• TASK DIRECTIONS:
Pull out each line of the material below that contains the string "subject".

• INFORMATION SUPPLIED:
◇ ◇ ◇ ◇ ◇ ◇ ◇

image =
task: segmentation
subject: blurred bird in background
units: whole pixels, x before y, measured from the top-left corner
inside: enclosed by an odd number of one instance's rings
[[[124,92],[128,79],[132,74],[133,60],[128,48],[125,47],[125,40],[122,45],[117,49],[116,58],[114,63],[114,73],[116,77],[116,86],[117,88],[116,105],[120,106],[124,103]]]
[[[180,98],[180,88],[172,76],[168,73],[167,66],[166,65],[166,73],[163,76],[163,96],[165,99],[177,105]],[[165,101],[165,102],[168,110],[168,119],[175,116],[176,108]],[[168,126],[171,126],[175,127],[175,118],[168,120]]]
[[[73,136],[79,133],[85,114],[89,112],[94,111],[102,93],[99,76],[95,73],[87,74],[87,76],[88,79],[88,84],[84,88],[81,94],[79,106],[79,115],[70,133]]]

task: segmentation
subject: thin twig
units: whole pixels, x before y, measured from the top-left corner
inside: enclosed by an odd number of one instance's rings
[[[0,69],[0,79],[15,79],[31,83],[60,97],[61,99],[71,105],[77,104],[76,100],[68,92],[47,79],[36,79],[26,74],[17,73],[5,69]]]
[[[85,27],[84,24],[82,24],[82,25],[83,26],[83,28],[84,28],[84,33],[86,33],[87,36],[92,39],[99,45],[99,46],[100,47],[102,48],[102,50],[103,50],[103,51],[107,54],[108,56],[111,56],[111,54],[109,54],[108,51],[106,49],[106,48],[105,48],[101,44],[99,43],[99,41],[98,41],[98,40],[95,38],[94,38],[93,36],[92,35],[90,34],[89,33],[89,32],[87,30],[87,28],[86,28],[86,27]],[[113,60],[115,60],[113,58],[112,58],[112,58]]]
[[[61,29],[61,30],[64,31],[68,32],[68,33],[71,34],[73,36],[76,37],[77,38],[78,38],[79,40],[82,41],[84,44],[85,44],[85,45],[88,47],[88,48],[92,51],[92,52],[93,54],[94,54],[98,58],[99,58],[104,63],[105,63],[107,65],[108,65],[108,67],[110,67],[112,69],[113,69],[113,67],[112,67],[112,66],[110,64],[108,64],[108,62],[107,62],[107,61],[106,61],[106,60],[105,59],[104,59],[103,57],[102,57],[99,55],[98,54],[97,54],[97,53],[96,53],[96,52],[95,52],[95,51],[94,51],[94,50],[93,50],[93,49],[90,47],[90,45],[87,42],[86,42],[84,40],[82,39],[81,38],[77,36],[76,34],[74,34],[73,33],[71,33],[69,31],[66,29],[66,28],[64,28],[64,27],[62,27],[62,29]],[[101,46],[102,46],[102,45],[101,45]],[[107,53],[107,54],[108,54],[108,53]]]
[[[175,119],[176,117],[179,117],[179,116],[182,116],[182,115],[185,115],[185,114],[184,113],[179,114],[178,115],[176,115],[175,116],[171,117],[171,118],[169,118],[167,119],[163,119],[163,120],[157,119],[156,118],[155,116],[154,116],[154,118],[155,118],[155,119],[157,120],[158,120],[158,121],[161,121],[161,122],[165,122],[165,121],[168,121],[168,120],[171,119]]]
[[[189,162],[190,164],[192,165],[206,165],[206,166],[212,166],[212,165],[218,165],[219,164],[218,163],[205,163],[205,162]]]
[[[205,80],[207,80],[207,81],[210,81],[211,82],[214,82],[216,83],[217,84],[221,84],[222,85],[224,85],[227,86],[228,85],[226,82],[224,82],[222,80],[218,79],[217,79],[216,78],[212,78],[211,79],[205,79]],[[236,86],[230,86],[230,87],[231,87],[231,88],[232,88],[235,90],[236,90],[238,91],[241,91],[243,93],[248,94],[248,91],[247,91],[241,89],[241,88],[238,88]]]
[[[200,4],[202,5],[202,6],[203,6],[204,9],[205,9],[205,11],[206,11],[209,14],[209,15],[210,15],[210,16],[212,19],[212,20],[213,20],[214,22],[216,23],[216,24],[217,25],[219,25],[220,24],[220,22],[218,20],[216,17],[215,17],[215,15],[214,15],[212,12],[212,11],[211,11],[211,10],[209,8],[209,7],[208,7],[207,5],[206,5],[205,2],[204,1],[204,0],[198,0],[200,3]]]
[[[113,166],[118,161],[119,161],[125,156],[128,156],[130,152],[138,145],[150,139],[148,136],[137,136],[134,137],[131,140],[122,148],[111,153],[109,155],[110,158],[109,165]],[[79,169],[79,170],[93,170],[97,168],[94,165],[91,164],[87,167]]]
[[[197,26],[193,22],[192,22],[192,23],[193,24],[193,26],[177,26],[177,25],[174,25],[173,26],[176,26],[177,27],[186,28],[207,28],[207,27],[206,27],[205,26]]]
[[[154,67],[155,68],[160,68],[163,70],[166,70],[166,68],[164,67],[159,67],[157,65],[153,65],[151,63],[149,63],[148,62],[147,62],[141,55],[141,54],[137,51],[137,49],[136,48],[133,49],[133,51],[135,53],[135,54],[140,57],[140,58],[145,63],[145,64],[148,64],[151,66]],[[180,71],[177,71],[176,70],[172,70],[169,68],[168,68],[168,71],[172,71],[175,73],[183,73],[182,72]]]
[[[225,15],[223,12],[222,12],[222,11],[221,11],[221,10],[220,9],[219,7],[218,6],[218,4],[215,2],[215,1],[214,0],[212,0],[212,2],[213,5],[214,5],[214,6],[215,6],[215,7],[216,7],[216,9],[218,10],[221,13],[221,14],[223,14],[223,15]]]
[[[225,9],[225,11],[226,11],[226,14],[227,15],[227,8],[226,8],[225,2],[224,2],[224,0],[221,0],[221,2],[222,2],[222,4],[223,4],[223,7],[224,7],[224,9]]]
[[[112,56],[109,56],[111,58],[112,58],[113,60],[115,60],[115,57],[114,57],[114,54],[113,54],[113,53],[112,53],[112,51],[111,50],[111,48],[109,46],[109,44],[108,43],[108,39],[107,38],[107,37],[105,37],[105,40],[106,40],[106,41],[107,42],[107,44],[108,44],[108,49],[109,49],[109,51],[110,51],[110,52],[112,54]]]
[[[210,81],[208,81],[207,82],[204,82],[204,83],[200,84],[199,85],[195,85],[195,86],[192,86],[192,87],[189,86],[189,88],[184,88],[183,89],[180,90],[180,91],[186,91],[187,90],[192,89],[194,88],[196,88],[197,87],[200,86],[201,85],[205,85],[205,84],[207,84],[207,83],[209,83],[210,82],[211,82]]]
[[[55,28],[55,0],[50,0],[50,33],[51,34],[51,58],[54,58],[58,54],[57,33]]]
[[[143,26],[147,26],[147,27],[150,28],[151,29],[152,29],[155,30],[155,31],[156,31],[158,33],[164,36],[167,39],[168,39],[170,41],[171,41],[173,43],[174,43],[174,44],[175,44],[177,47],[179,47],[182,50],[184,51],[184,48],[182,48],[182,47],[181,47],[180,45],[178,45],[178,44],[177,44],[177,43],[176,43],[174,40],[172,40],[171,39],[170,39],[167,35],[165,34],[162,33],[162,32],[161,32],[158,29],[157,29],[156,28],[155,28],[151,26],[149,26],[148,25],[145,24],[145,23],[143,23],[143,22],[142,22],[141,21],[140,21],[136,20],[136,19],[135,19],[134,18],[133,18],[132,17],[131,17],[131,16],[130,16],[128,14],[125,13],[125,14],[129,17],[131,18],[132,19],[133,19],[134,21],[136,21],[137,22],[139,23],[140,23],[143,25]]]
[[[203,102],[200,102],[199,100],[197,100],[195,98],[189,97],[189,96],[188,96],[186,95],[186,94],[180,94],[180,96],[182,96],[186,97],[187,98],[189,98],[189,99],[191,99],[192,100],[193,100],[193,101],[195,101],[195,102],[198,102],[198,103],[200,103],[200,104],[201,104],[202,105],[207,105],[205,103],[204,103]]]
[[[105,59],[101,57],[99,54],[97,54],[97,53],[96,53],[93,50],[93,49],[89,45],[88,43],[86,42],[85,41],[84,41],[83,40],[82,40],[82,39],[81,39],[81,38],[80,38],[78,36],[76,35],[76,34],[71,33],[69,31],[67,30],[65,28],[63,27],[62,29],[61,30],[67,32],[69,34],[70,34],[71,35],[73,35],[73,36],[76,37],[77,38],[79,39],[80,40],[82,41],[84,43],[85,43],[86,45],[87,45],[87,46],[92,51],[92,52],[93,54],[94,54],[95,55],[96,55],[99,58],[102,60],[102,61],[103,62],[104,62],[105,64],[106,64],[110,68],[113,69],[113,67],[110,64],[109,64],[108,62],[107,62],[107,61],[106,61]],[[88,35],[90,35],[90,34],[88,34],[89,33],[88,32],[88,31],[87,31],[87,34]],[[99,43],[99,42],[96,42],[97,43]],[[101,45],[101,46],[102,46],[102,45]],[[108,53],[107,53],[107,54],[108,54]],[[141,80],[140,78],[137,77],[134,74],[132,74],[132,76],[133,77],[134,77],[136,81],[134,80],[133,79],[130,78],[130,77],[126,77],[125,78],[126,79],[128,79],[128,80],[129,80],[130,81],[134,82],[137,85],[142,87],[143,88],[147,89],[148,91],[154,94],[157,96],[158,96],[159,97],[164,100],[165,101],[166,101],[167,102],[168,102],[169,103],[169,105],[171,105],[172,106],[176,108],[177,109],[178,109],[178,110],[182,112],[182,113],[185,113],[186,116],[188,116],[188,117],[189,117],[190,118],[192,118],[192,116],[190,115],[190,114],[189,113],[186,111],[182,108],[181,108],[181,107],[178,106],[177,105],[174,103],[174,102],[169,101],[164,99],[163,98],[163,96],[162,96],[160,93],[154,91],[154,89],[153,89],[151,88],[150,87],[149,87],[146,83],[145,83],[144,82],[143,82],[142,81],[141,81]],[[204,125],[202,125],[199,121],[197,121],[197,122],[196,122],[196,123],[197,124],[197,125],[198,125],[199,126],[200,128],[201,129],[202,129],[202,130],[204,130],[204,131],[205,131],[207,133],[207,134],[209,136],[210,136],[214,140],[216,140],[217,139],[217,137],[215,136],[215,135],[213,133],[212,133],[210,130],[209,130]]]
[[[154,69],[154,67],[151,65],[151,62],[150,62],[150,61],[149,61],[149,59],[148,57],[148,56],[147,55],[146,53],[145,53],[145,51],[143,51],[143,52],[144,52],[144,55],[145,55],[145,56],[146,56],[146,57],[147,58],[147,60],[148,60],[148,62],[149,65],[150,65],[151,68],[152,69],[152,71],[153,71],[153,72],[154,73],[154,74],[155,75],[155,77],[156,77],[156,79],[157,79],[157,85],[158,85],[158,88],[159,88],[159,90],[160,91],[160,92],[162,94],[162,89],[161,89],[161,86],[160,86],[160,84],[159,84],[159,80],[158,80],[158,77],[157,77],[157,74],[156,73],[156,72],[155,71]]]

◇ ◇ ◇ ◇ ◇ ◇ ◇

• COMPLETE RESPONSE:
subject: blurred bird in background
subject: thin twig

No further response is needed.